Apesar dos aparentes bons dados económicos de atividade e do emprego neste terceiro trimestre de 2023 nos EUA, atualmente existem três sinais evidentes de que economia americana se encontra no Blindspot.  

O primeiro sinal é o movimento brutal das taxas de juro reais de longo prazo que se encontram na vizinhança dos 2,5% e já por cima das expetativas de longo prazo da inflação dadas pelos Breakeven (fonte: Bloomberg)

Evolução das taxas de juros reais e das expetativas de inflação de longo prazo nos EUA durante as últimas duas décadas.

Existe um problema de credibilidade na administração da política económica nos EUA, tanto ao nível fiscal como monetário, que visivelmente explica esta subida acentuada das taxas de juro reais para níveis anteriores à Grande Recessão.

O problema estrutural do défice e consequentemente do endividamento, não se alterou com este surto inflacionista, antes pelo contrário. A dívida privada (empresas + famílias) encontra-se praticamente nos mesmos níveis de 2007, enquanto a dívida pública americana passou de 62,6% em 2007 para um valor estimado 124,1% (fonte: FMI e WH), ou seja, praticamente dobrou… o que se deduz é que existe demasiado endividamento na economia e este endividamento muito dificilmente suporta o atual nível de taxas de juro reais.

O segundo sinal é o da confiança dos consumidores americanos que, supostamente, apesar dos elevados níveis de emprego, começam a demonstrar sinais de preocupação sobre as dinâmicas económicas futuras em face do sentido das atuais políticas económicas. Sendo de registar que começa a ser relevante o agravamento das condições creditícias no crédito ao consumo, seja ele de cartões de crédito ou crédito automóvel (fonte: senior loan survey). Sempre que existe uma forte deterioração das expetativas do consumidor face à sua situação atual, a recessão de uma maneira ou de outra, manifesta-se de forma visível (fonte: Bloomberg).

Relação das recessões com o diferencial entre as expetativas e as condições atuais do consumidor americano (Conference Board)

O terceiro sinal é obviamente o da inflação. Criou-se intempestivamente uma perceção de que tínhamos entrado de novo no processo inflacionista similar aos anos 70/80. No entanto, já se percebeu que as principais causas da inflação que tivemos não foram estruturais, foram acima de tudo, fruto de um conjunto único e quase simultâneo de choques exógenos, entre os quais, uma pandemia, uma guerra e um de choque energético. A estes choques exógenos juntaram-se, naturalmente, alguns fatores endógenos, dentro dos quais os típicos erros de política económica, sejam eles de política fiscal, monetária ou energética, mas que, em grande medida, muitos desses erros encontram-se saneados. Os problemas são agora de outra natureza...

· · ·

#### [EXERCÍCIO 1]
Transcreva do texto sobre a economia americana o trecho que começa nas palavras "O problema estrutural" e termina depois de "de juro reais.".
#### [EXERCÍCIO 2]
Responda com base no texto sobre a economia americana:
(a) Em que nível se encontram as taxas de juro reais de longo prazo?
(b) Qual é o valor estimado da dívida pública americana?
(c) Que choques exógenos são apontados como causas da inflação?
#### [EXERCÍCIO 3]
Indique, por favor, todas as fontes que o texto sobre a economia americana apresenta após a palavra "fonte:".

#### [DADOS GUARDADOS]

· · ·

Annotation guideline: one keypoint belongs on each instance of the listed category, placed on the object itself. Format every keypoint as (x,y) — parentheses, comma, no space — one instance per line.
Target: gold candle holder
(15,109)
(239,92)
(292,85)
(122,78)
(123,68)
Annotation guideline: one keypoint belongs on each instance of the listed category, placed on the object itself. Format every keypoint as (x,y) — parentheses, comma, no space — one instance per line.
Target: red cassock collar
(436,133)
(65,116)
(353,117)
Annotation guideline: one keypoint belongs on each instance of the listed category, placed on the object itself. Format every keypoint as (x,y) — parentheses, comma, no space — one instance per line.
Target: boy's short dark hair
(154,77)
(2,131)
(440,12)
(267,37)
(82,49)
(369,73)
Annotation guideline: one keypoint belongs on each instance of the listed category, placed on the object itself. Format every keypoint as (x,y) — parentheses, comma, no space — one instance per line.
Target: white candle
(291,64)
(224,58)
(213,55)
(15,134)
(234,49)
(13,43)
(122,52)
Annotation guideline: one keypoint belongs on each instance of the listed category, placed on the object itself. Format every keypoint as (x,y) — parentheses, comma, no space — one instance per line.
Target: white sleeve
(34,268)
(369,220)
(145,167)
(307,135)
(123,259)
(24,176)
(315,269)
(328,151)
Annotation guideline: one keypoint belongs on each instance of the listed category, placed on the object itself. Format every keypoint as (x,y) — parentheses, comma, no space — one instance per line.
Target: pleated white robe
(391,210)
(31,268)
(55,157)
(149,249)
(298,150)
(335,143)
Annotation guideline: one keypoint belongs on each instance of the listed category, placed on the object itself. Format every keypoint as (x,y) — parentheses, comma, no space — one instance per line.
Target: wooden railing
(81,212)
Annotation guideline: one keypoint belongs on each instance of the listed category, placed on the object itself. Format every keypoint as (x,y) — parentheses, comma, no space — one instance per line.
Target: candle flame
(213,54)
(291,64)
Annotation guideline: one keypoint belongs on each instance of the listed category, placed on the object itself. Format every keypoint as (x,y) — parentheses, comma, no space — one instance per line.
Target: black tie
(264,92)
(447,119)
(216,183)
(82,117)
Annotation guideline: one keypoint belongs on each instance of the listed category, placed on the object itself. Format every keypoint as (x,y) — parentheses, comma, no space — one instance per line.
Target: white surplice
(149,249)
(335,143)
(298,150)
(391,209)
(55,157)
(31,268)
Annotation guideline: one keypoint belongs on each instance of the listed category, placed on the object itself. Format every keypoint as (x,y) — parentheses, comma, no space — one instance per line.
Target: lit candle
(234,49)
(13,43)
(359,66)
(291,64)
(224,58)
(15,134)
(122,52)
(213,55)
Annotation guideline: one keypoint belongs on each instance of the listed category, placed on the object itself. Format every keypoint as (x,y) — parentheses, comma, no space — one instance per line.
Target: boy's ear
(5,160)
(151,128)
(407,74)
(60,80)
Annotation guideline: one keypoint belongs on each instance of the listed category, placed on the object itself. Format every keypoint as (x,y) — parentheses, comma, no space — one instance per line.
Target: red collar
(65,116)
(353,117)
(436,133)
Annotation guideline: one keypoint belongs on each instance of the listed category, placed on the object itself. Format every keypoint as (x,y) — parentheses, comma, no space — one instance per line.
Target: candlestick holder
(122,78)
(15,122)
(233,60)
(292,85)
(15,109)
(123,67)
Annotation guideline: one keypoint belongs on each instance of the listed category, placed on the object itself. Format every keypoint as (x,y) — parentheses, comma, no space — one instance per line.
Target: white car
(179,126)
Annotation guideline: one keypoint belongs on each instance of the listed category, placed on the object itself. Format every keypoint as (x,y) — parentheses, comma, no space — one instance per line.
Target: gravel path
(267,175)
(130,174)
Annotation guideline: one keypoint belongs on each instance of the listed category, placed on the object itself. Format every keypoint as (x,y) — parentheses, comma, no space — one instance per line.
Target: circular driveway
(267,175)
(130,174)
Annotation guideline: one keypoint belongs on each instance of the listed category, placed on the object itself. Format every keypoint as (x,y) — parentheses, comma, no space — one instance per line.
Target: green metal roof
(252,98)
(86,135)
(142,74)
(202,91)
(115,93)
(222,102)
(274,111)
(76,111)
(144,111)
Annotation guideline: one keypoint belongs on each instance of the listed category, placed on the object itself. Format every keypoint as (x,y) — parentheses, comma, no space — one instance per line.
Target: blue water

· · ·

#### [RESULTADO 1]
O problema estrutural do défice e consequentemente do endividamento, não se alterou com este surto inflacionista, antes pelo contrário. A dívida privada (empresas + famílias) encontra-se praticamente nos mesmos níveis de 2007, enquanto a dívida pública americana passou de 62,6% em 2007 para um valor estimado 124,1% (fonte: FMI e WH), ou seja, praticamente dobrou… o que se deduz é que existe demasiado endividamento na economia e este endividamento muito dificilmente suporta o atual nível de taxas de juro reais.

#### [RESULTADO 2]
(a) Na vizinhança dos 2,5%.
(b) 124,1%.
(c) Uma pandemia, uma guerra e um choque energético.

#### [RESULTADO 3]
Bloomberg
FMI
WH
senior loan survey